> Mask labeling examples
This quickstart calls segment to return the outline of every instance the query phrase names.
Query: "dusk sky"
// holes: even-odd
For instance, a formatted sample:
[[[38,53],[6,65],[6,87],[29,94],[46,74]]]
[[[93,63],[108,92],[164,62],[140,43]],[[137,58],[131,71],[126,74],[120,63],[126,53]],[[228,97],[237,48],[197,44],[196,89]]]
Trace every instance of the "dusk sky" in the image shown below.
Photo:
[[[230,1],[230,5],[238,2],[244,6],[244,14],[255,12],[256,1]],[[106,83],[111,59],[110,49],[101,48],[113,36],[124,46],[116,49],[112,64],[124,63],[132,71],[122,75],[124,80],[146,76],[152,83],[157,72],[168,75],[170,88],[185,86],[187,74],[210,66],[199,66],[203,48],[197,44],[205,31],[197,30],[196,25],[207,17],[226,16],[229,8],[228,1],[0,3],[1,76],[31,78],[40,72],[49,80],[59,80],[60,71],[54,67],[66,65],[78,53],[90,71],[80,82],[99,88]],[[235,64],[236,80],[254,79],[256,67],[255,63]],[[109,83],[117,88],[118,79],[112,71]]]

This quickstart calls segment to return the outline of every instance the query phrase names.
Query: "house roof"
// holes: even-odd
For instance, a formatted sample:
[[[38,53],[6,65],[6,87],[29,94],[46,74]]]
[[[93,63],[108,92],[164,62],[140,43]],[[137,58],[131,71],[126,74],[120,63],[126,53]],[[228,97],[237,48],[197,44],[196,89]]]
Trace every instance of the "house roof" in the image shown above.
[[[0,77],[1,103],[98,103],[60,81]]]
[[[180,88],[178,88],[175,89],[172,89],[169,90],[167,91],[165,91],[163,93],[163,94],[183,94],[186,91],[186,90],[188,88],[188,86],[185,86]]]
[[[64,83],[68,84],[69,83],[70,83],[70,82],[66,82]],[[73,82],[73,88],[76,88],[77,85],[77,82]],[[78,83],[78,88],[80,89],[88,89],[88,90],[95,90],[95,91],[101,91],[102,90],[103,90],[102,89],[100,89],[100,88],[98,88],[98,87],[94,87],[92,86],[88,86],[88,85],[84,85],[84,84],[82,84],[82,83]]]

> Task to complete
Can you write out all of the lines above again, requests included, with every vertex coordinate in the answer outlines scaled by 1.75 and rounded to a whole number, halves rounding up? Numbers in the requests and their format samples stay unchanged.

> Response to this task
This quickstart calls segment to return the outline of every instance the query phrase names.
Query: "dusk sky"
// holes: even-odd
For instance, a formatted sample:
[[[38,53],[6,65],[6,87],[29,94],[46,74]]]
[[[93,63],[108,92],[164,62],[140,43]],[[137,58],[131,71],[126,74],[120,63],[126,53]],[[228,97],[237,48],[197,44],[196,89]]]
Trace every instance of the "dusk sky" in the image shown below.
Photo:
[[[403,2],[403,9],[417,4],[427,11],[427,25],[446,21],[448,2]],[[186,145],[194,103],[193,86],[177,84],[198,63],[217,81],[203,86],[196,112],[217,110],[231,124],[214,131],[217,140],[256,133],[266,145],[275,126],[294,131],[298,154],[324,151],[327,130],[368,116],[348,116],[355,84],[345,77],[359,54],[345,53],[343,44],[362,30],[396,28],[401,14],[399,2],[0,5],[2,133],[54,137],[70,126],[86,140],[103,140],[105,124],[95,117],[116,114],[137,93],[158,124],[140,144],[173,154]],[[411,112],[413,140],[445,138],[448,117],[446,110]],[[191,145],[205,154],[207,138],[196,124]]]

This quickstart calls segment to return the outline of every instance the query phrase names.
Query: "house roof"
// holes: even-odd
For instance, a formatted sample:
[[[38,53],[6,65],[6,87],[29,94],[46,74]]]
[[[93,63],[108,92],[164,62],[140,43]],[[137,58],[131,71],[126,74],[120,63],[126,53]],[[228,97],[237,48],[197,44],[196,89]]]
Trace every instance of the "house roof" in the image shown above.
[[[0,135],[2,180],[172,180],[105,142]]]
[[[315,154],[312,154],[306,156],[301,156],[296,158],[292,159],[289,159],[285,163],[285,165],[320,165],[326,159],[326,158],[329,154],[329,151],[324,151]]]
[[[112,145],[119,147],[121,145],[123,145],[123,144],[116,144]],[[128,144],[128,154],[133,154],[135,149],[135,144]],[[137,145],[137,154],[140,156],[154,156],[154,158],[166,158],[166,159],[177,159],[179,158],[180,158],[179,156],[175,156],[175,154],[172,154],[172,152],[165,152],[161,151],[154,151],[154,149],[147,149],[147,147],[144,147],[144,145]]]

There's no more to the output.